[Region pointing data]
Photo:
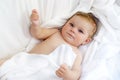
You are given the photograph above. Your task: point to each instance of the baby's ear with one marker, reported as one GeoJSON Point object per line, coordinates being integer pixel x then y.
{"type": "Point", "coordinates": [87, 41]}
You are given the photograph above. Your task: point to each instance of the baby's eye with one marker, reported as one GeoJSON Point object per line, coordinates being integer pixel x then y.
{"type": "Point", "coordinates": [80, 31]}
{"type": "Point", "coordinates": [71, 24]}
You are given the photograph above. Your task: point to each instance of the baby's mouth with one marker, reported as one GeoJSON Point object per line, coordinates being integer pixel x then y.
{"type": "Point", "coordinates": [70, 36]}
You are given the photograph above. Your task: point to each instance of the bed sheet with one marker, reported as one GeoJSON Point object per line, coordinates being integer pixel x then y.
{"type": "Point", "coordinates": [100, 56]}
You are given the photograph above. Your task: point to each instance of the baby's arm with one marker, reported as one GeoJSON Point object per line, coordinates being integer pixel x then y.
{"type": "Point", "coordinates": [37, 31]}
{"type": "Point", "coordinates": [70, 74]}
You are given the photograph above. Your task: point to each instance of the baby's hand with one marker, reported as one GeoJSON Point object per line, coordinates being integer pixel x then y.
{"type": "Point", "coordinates": [63, 72]}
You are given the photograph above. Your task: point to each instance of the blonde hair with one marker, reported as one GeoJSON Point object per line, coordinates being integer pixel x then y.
{"type": "Point", "coordinates": [90, 18]}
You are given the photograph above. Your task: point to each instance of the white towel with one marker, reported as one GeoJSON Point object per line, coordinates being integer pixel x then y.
{"type": "Point", "coordinates": [24, 66]}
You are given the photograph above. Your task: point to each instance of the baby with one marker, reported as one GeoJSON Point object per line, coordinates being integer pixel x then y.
{"type": "Point", "coordinates": [78, 30]}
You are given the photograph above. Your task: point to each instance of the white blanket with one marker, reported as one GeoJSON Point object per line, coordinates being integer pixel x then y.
{"type": "Point", "coordinates": [101, 56]}
{"type": "Point", "coordinates": [24, 66]}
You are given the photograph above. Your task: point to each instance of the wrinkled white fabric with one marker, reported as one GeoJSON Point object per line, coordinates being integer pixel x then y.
{"type": "Point", "coordinates": [24, 66]}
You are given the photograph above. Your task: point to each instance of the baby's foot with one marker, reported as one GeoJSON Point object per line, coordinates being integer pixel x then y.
{"type": "Point", "coordinates": [34, 17]}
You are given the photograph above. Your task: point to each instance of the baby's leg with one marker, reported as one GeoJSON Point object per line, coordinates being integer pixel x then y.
{"type": "Point", "coordinates": [34, 18]}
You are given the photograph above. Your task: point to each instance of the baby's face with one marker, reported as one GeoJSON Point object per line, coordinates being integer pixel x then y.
{"type": "Point", "coordinates": [76, 31]}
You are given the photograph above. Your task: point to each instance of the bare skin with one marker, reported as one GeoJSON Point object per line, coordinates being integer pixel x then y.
{"type": "Point", "coordinates": [52, 38]}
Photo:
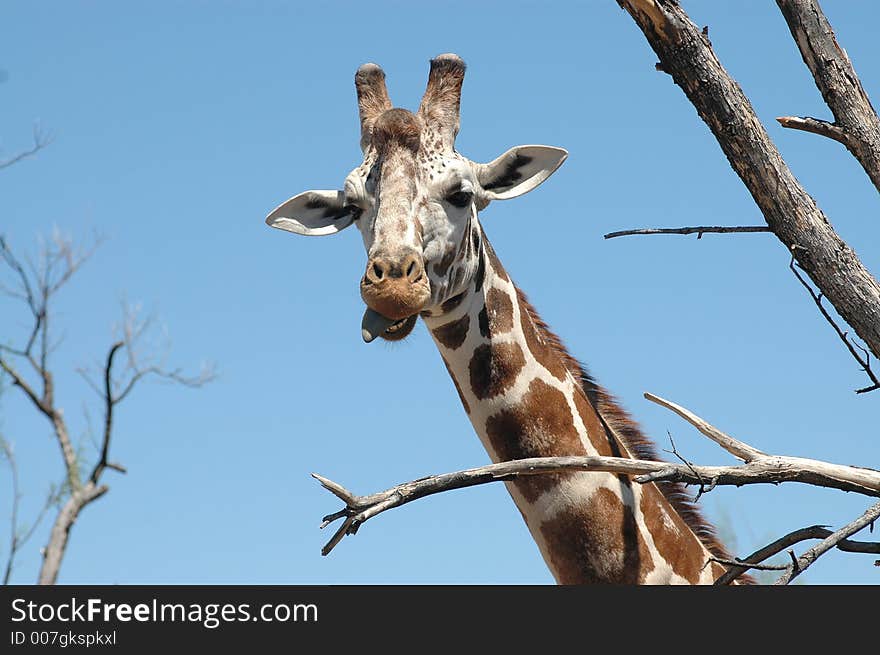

**What you have to do**
With pictures excluded, the data must be transcribed in full and to the letter.

**Written reply**
Photo:
You are given the photograph above. Your task: point to each instance of the baby's ear with one marker, reported as one GeoJSON Point object per line, coordinates being integer pixel x then y.
{"type": "Point", "coordinates": [87, 41]}
You are given the photograph above. Your task: point to each instance of the baby's eye with one marker, reported as one GeoJSON Point object per line, coordinates being integer pixel x then y.
{"type": "Point", "coordinates": [80, 31]}
{"type": "Point", "coordinates": [71, 24]}
You are given the photograph above. Your task: point to each instance of the baby's mouth with one marker, reported as one GeoJSON Point object per line, coordinates being integer pixel x then y.
{"type": "Point", "coordinates": [70, 36]}
You are given the photograph above. Your task: point to each instance of the bed sheet with one marker, reported as one GeoJSON Point object per line, coordinates being integer pixel x then y.
{"type": "Point", "coordinates": [100, 56]}
You are given the photograph above. Your task: point to each instance of the baby's arm with one marker, reported as one GeoJSON Point object per line, coordinates being integer pixel x then y.
{"type": "Point", "coordinates": [37, 31]}
{"type": "Point", "coordinates": [70, 74]}
You are given the photograph above. Your task: point to each instance of the baby's hand with one marker, reported as one GeoJSON Point object per line, coordinates being integer pixel x then y.
{"type": "Point", "coordinates": [63, 72]}
You are given the photograph above. Your task: point to each instance of the blonde hair with one marker, reported as one GeoJSON Point object per line, coordinates being integer pixel x then y.
{"type": "Point", "coordinates": [90, 18]}
You are given the photograph above. Your task: point to each instance of the white towel with one marker, reported as one GeoJSON Point object per line, coordinates being integer pixel x then y.
{"type": "Point", "coordinates": [24, 66]}
You are given the photograph above. Your task: point to each instance of the baby with one marker, reported as one GeoJSON Point object per line, coordinates being integer pixel x then y.
{"type": "Point", "coordinates": [78, 30]}
You are given the photograph above. Your task: point to each instance of the white blanket with one marker, reported as one GeoJSON Point object per line, coordinates being integer pixel x then y.
{"type": "Point", "coordinates": [101, 56]}
{"type": "Point", "coordinates": [24, 66]}
You are given the photograph above. Your task: point to each instance of the wrinkled white fabric with one marker, reported as one GeoJSON Point object per line, coordinates being integer pixel x then y.
{"type": "Point", "coordinates": [24, 66]}
You are given the photograph above. Your task: point to each instance of the baby's foot with one marker, reported as one GeoJSON Point object per line, coordinates being integer pixel x then y.
{"type": "Point", "coordinates": [34, 17]}
You are given the photograph above. Your task: point to each instance of the baby's leg with one marker, reported as one GeoJSON Point object per line, coordinates being integer pixel x then y.
{"type": "Point", "coordinates": [34, 18]}
You are given the photograph above. Your task: point to each instance of the baby's face with one marker, reported as one GeoJSON Point object per line, coordinates being integer pixel x then y.
{"type": "Point", "coordinates": [76, 31]}
You are given the photograph above. Your task: point to each instance of the bare skin with one marker, reported as one GeoJSON Point object per line, coordinates being integer pixel x then y.
{"type": "Point", "coordinates": [52, 38]}
Photo:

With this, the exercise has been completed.